═══ Stored records ═══
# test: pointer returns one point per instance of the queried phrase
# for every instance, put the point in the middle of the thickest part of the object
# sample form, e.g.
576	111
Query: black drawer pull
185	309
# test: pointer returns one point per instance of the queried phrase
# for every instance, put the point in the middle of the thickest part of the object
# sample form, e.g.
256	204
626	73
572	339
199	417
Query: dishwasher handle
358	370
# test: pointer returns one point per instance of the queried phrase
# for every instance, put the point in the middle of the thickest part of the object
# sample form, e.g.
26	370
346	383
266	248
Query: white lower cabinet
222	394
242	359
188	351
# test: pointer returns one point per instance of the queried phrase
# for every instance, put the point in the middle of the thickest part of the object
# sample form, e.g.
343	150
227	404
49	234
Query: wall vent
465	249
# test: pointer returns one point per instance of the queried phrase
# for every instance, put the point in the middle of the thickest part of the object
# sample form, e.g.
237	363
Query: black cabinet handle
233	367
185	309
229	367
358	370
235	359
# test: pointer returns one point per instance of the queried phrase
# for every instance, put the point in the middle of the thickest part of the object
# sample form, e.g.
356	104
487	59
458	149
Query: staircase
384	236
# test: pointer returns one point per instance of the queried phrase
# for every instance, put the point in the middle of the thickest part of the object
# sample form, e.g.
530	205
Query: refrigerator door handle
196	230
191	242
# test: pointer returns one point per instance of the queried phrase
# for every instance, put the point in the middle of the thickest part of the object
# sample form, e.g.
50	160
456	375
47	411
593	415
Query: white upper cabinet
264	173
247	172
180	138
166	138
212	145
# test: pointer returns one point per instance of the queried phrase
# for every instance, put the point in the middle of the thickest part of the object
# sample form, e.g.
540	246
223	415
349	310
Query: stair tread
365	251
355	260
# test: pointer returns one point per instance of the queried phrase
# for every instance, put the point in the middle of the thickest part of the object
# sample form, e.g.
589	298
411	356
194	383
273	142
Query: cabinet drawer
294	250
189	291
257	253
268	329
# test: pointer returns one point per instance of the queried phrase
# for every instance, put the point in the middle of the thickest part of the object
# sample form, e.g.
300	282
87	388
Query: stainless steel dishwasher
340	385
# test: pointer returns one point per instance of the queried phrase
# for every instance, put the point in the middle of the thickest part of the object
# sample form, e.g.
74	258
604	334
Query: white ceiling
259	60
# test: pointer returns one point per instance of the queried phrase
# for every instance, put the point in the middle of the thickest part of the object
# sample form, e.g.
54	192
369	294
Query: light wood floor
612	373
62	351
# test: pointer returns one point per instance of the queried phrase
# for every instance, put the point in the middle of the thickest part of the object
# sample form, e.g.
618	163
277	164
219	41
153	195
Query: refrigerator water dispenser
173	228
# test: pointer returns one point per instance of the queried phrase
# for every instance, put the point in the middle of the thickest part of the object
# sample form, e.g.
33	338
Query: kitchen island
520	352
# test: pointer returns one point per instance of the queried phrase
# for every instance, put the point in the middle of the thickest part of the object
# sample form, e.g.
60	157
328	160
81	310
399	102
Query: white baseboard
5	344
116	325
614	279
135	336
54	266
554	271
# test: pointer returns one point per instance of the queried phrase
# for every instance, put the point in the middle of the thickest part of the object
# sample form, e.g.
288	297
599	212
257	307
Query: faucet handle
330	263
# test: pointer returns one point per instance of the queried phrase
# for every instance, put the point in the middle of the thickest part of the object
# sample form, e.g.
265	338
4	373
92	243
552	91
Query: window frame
═══
* **Work to do**: Repeat every line of the material exactly as given.

* **Exercise solution**:
# test: pointer returns one point per instance of the queried phrase
# for every instance, put the point in the middle of the thickest part of the object
# sample form, e.g.
576	111
Query: black drawer pull
185	309
# test: pointer returns one point per instance of the queried phrase
# for every instance, put the point in the middle of the thickest part of the object
# sample form, e.g.
256	204
626	73
572	339
199	417
Query: dishwasher handle
358	370
# test: pointer returns one point per instance of the queried phrase
# for every instance, put the point in the middle of the thickest part of the object
# sample form, e.g.
26	370
346	383
266	248
Query: white lower cabinet
222	394
242	359
188	351
# test: pointer returns one point per instance of the queried phrase
# for every instance, put the point in the middle of the thickest part of the object
# sample form, e.g.
343	150
227	404
49	234
Query: wall vent
465	249
# test: pointer returns one point per instance of the queried phrase
# for every instance, put the point in the middle of the thickest part of the object
# sample form, e.g.
237	363
Query: black cabinet handle
233	367
185	309
229	367
358	370
235	359
# test: pointer returns one point per instance of the queried phrase
# for every instance, put the point in the middle of the thickest part of the object
# sample form, e.g.
356	104
487	59
458	149
Query: staircase
384	236
# test: pointer returns one point per instance of the queried phrase
# for every instance, put the point in the middle of the thickest part of the object
# sample form, e.g.
530	205
Query: refrigerator door handle
196	230
191	242
# test: pointer returns one point per instance of the queried phrase
# for every instance, put the point in the middle of the thickest part of the object
# sample form, e.g.
50	160
456	375
47	411
593	415
Query: white upper cabinet
264	173
247	172
180	138
166	138
212	145
# test: pointer returns one point per instance of the queried phrase
# for every instance, put the point in the middle of the thickest part of the object
# sample form, e.g.
540	246
223	415
349	310
Query: stair tread
365	251
355	260
# test: pointer returns one point per instance of the queried phrase
# for every instance, put the point in the middle of the thickest part of the object
# sample form, e.g.
589	298
411	356
194	383
273	142
Query: cabinet drawer
294	250
189	291
257	253
268	329
# test: pointer returns one point per instance of the queried phrase
# for every instance, put the point in the middle of the thickest part of the object
# sample form, e.g.
300	282
87	388
Query: stainless steel dishwasher
340	385
# test: pointer returns one point per instance of the queried phrase
# for every instance, put the point in the middle of the thickest part of the object
# sample form, e.g.
74	258
604	334
Query: white ceiling
259	60
# test: pointer returns one point per instance of the queried phrase
# for every instance, put the point in the middle of the thickest part of the object
# sample form, e.g.
54	192
369	294
Query: light wood floor
612	373
62	351
# test: pointer returns one point per instance of the queried phrase
# for every instance, put the point in the middle of the thickest part of the object
# sample form, e.g.
618	163
277	164
219	41
153	195
Query: refrigerator water dispenser
173	228
# test: pointer returns one point per instance of the queried phrase
# for every instance, put the point in the middle of the thickest part of the object
# sample form, e.g.
33	338
Query: kitchen island
520	352
# test: pointer returns one point per instance of the queried phrase
# for every instance, put the point in the middle of the thickest part of the object
# sample form, e.g.
60	157
328	160
81	310
399	102
Query: white baseboard
5	344
116	325
614	279
135	336
54	266
554	271
# test: pointer returns one point per instance of the queried phrase
# for every instance, put the point in the middle of the thickest part of the object
# sample form, e.g.
288	297
599	212
257	307
Query: faucet handle
330	263
# test: pointer returns one point per instance of the queried phrase
# for every instance, put the point in the middle of the thickest part of the object
# sample form, e.g.
265	338
4	373
92	243
552	91
Query: window frame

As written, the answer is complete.